### Parts of the exercise
1 – Please copy the Halloween review word for word, from "And come to" up to and including "cheesy horror entry.".
2 – List every character named in the Halloween review. Leave out actors.
3 – Answer these questions from the Halloween review.
(a) What is the last name of the ambulance medic Jimmy?
(b) Which film tries to establish a whole new separate timeline?
(c) What does Pleasance's doctor single-mindedly warn about?

### Given passage
--- START ---
And come to think of it, is it just me or is it outrageously hilarious that no one in the entire story ever offers an actual explanation of how Jamie came to be and why her mother, Laurie Strode, abandoned her? Did ambulance medic Jimmy, whose last name is Lloyd by the way, get lucky soon after the massacre of the first sequel? It's a glaringly obvious goof in the continuity of the franchise, especially when 'Halloween H20' comes rolling in and tries to establish a whole new separate timeline. And yet, part four is weirdly fun, but still a tad on the silly side. As always, lots of love goes to Pleasance's stubbornly tenacious doctor with his single-minded warnings of Myers being the embodiment of evil. He brings a great deal of seriousness and gravity to a terrifically cheesy horror entry.
--- END ---
### Available data
--- START ---
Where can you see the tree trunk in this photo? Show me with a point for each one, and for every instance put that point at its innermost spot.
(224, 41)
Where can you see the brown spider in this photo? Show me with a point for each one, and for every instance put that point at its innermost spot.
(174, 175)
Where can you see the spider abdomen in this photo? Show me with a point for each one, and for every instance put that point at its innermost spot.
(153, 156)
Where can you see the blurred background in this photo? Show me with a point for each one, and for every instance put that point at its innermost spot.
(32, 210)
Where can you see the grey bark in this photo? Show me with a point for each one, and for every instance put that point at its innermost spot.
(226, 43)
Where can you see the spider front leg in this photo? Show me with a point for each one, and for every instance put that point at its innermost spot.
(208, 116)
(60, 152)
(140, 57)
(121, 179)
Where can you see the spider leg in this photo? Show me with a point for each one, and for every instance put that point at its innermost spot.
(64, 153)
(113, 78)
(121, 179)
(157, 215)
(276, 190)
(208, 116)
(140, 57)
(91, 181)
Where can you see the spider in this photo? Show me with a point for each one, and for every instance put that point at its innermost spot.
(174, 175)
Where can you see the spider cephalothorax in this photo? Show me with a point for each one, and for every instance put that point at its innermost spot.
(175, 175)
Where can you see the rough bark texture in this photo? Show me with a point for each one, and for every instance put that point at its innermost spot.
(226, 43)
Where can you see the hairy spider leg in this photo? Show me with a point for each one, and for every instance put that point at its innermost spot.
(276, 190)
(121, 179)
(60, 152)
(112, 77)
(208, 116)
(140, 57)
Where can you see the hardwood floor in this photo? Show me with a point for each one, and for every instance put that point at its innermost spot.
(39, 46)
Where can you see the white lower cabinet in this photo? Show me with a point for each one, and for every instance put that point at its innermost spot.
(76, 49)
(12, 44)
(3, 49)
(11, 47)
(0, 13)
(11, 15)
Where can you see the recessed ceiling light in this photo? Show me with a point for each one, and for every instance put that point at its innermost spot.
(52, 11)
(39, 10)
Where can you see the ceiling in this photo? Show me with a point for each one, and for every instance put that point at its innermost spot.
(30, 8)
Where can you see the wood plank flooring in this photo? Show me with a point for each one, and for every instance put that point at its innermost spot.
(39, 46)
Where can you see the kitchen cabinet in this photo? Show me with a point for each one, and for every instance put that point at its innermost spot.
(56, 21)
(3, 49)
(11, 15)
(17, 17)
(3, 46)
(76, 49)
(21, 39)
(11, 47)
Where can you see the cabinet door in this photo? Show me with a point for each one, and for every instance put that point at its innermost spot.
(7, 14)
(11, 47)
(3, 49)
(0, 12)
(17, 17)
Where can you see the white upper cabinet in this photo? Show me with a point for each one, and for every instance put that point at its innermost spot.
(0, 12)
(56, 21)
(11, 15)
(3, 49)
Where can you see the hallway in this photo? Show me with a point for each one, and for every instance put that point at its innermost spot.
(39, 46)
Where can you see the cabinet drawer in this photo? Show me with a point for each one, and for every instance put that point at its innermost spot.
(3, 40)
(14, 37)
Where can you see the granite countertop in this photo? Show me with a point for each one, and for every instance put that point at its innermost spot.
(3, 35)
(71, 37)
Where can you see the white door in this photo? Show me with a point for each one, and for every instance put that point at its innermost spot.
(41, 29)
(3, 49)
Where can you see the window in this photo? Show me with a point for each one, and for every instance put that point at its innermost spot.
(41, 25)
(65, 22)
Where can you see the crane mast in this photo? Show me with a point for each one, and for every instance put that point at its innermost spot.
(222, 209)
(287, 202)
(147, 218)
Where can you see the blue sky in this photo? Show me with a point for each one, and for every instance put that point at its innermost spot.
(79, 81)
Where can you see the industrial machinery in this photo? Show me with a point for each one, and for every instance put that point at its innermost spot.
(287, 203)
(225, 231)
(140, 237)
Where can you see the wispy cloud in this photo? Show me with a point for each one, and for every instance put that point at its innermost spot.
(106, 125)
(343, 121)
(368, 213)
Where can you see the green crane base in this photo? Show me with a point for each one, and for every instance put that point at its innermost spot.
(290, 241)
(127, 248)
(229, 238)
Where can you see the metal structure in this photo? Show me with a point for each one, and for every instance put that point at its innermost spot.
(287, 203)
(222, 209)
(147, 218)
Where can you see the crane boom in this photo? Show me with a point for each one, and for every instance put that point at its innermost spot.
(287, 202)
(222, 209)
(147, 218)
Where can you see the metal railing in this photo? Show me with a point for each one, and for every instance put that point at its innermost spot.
--- END ---
### Responses for each task
1 –
And come to think of it, is it just me or is it outrageously hilarious that no one in the entire story ever offers an actual explanation of how Jamie came to be and why her mother, Laurie Strode, abandoned her? Did ambulance medic Jimmy, whose last name is Lloyd by the way, get lucky soon after the massacre of the first sequel? It's a glaringly obvious goof in the continuity of the franchise, especially when 'Halloween H20' comes rolling in and tries to establish a whole new separate timeline. And yet, part four is weirdly fun, but still a tad on the silly side. As always, lots of love goes to Pleasance's stubbornly tenacious doctor with his single-minded warnings of Myers being the embodiment of evil. He brings a great deal of seriousness and gravity to a terrifically cheesy horror entry.

2 –
Jamie
Laurie Strode
Jimmy Lloyd
Myers

3 –
(a) Lloyd
(b) 'Halloween H20'
(c) Myers being the embodiment of evil